Dataset items:
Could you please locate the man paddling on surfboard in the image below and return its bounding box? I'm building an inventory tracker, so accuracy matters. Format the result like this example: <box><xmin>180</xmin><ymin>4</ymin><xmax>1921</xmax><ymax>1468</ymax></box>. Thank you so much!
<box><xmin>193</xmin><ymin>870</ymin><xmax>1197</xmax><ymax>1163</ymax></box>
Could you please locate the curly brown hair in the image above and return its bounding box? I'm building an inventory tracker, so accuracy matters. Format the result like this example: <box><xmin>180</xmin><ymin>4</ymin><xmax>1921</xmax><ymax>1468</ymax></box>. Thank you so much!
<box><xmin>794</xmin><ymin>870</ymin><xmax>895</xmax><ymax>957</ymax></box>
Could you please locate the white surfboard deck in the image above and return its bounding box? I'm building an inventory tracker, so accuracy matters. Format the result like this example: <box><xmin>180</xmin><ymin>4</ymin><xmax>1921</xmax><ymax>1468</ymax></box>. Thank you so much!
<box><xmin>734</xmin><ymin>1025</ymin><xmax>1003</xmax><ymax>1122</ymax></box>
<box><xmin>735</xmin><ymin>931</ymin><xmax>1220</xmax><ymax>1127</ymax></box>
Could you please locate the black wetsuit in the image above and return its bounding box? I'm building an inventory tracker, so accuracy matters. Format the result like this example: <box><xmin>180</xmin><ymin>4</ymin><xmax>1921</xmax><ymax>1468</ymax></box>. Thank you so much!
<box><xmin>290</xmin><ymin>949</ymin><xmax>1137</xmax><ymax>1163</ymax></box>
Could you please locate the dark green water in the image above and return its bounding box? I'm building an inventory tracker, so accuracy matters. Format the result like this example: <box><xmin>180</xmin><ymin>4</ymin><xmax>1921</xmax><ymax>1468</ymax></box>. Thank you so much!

## WHAT IS NEEDED
Transcribe each entry verbatim, leaving none out.

## COMPLETED TASK
Could you please locate the man paddling on surfboard in the image below and return its bounding box? I'm building an inventory tracker, so accuracy matters. Format the result like this example: <box><xmin>180</xmin><ymin>4</ymin><xmax>1921</xmax><ymax>1468</ymax></box>. Thank you so much!
<box><xmin>193</xmin><ymin>870</ymin><xmax>1197</xmax><ymax>1163</ymax></box>
Could you please locate the curly brown hair in the image above and return its bounding box? I'm building an inventory tracker, so accuracy matters. Format the result like this example: <box><xmin>180</xmin><ymin>4</ymin><xmax>1921</xmax><ymax>1468</ymax></box>. Thank you so much!
<box><xmin>794</xmin><ymin>870</ymin><xmax>895</xmax><ymax>957</ymax></box>
Could you please locate the white surfboard deck in the image above and return its bounding box? I'm building an inventory tracker, so accuracy matters. Format the result like this example: <box><xmin>180</xmin><ymin>4</ymin><xmax>1921</xmax><ymax>1468</ymax></box>. Thank you so much!
<box><xmin>734</xmin><ymin>1025</ymin><xmax>1003</xmax><ymax>1122</ymax></box>
<box><xmin>735</xmin><ymin>931</ymin><xmax>1220</xmax><ymax>1127</ymax></box>
Could you please locate the black wetsuit in the image above and return its bounding box? I'm building an inventory tracker, so accuracy matters. Format the result like this example: <box><xmin>180</xmin><ymin>4</ymin><xmax>1921</xmax><ymax>1468</ymax></box>. Thank you so much!
<box><xmin>290</xmin><ymin>949</ymin><xmax>1137</xmax><ymax>1163</ymax></box>
Could you please locate the dark green water in the image above and return its bounding box? I'm building an inventory tracker, so accuracy matters. Format the result like this example: <box><xmin>180</xmin><ymin>4</ymin><xmax>1921</xmax><ymax>1468</ymax></box>. Thank you so much!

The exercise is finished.